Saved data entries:
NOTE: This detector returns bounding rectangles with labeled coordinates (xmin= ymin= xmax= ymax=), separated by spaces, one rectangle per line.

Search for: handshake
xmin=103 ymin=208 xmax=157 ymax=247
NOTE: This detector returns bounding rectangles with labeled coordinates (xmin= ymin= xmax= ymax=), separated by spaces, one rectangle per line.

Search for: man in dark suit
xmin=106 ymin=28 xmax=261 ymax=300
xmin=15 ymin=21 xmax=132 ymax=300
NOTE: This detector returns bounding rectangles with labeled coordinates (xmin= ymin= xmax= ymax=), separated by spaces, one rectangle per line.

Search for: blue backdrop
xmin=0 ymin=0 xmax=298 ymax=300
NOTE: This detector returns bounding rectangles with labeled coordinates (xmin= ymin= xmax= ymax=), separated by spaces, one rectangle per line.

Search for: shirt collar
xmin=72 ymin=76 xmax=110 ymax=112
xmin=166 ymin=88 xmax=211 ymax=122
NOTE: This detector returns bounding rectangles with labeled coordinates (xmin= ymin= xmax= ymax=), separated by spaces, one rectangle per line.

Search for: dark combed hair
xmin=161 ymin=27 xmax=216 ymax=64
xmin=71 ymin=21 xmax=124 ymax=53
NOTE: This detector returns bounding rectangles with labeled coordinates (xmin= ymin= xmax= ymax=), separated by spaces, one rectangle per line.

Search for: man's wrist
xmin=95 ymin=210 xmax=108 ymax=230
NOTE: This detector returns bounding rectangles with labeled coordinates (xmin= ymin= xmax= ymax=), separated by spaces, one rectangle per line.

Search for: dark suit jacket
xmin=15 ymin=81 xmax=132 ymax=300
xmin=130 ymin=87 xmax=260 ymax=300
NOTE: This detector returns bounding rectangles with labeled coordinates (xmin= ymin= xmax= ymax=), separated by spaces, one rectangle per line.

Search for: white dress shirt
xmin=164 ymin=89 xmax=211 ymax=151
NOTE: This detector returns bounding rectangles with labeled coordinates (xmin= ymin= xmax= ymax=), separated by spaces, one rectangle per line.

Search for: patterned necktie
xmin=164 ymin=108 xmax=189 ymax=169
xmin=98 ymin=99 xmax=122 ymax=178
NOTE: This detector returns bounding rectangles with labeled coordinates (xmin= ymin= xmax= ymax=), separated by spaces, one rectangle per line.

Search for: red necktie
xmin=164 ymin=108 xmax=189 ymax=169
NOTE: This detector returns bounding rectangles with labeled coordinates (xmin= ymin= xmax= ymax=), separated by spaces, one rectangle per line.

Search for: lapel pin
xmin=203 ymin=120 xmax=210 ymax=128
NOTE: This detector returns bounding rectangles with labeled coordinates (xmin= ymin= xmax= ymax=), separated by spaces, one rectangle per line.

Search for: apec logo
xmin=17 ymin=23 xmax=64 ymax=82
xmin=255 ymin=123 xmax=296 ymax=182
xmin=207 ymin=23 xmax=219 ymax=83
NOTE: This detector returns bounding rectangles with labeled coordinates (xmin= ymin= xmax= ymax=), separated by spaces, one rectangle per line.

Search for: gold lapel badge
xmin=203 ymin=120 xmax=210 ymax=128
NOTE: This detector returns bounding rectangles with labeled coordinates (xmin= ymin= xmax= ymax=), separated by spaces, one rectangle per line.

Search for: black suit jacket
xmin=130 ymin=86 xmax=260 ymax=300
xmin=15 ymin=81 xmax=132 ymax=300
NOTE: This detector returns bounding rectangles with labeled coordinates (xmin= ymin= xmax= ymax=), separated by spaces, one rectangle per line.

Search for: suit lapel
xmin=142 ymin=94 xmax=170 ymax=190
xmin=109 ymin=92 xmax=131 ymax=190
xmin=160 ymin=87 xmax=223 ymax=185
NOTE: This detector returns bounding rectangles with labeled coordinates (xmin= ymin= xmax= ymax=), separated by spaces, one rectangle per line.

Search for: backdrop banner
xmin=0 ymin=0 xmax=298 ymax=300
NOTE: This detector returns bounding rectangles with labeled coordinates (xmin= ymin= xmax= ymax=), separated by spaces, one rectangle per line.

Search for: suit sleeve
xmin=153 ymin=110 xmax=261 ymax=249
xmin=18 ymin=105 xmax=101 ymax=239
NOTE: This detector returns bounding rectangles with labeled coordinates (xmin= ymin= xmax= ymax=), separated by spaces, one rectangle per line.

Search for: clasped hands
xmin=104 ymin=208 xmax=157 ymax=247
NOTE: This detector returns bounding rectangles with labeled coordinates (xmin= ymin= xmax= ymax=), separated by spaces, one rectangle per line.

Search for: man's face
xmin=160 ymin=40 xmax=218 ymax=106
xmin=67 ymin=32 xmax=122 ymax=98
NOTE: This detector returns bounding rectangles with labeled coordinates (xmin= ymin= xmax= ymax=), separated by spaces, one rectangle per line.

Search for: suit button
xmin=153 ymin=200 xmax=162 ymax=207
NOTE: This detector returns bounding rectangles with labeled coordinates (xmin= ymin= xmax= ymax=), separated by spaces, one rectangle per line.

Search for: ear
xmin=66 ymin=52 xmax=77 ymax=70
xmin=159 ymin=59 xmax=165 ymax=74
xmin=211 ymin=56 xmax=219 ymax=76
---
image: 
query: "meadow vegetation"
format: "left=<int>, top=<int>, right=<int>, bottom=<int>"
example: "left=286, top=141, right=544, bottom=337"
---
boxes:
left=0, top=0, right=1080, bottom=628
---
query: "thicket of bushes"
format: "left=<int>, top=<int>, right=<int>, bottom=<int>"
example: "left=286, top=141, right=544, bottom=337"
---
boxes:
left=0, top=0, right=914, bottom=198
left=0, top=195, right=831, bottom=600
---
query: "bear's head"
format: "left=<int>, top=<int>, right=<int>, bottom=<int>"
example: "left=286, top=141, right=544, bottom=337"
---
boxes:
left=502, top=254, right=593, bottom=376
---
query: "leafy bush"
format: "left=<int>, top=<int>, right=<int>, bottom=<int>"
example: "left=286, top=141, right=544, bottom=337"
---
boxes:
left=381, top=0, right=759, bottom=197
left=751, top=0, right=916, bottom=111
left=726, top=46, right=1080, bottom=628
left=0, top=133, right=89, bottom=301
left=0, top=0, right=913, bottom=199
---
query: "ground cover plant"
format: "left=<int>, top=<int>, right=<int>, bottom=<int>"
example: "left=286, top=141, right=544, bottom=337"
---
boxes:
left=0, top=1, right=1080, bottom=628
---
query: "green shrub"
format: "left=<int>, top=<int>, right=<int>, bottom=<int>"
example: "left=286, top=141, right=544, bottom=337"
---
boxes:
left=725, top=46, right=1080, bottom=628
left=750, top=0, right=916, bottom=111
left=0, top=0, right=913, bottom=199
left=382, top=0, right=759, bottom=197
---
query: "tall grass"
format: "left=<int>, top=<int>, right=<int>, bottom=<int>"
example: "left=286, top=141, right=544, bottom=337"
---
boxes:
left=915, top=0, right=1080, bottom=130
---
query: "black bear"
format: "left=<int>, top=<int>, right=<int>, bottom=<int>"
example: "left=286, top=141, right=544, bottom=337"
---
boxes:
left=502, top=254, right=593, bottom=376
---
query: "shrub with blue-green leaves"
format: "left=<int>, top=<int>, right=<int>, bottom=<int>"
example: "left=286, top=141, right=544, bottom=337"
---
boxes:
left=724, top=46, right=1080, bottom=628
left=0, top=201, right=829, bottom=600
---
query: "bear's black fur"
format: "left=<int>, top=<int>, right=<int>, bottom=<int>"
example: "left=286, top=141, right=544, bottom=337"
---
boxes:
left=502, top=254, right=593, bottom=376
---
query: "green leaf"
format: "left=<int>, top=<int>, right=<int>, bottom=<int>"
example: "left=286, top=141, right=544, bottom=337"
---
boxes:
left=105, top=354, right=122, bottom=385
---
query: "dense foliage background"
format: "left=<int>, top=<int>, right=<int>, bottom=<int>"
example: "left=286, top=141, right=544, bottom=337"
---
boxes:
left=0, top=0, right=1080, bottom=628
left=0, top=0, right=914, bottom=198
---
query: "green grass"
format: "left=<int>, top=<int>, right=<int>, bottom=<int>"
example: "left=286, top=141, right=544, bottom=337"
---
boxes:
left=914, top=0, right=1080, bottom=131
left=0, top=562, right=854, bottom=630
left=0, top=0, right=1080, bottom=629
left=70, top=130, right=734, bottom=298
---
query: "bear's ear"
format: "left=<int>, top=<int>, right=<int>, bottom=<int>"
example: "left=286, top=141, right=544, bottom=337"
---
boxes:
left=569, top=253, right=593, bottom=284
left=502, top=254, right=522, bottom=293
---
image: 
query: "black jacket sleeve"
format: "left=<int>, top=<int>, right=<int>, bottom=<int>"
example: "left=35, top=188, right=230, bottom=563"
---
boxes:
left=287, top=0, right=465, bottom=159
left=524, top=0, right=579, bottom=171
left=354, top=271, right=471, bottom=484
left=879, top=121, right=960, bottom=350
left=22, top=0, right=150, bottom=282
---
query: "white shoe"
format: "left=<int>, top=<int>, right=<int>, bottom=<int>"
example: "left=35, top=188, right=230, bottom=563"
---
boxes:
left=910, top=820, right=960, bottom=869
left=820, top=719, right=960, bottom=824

__REQUIRED WORK__
Which lines in the records above contain the word "shirt"? List every one of them in full.

__FULL SOLUTION__
Search for: shirt collar
Search for: white dress shirt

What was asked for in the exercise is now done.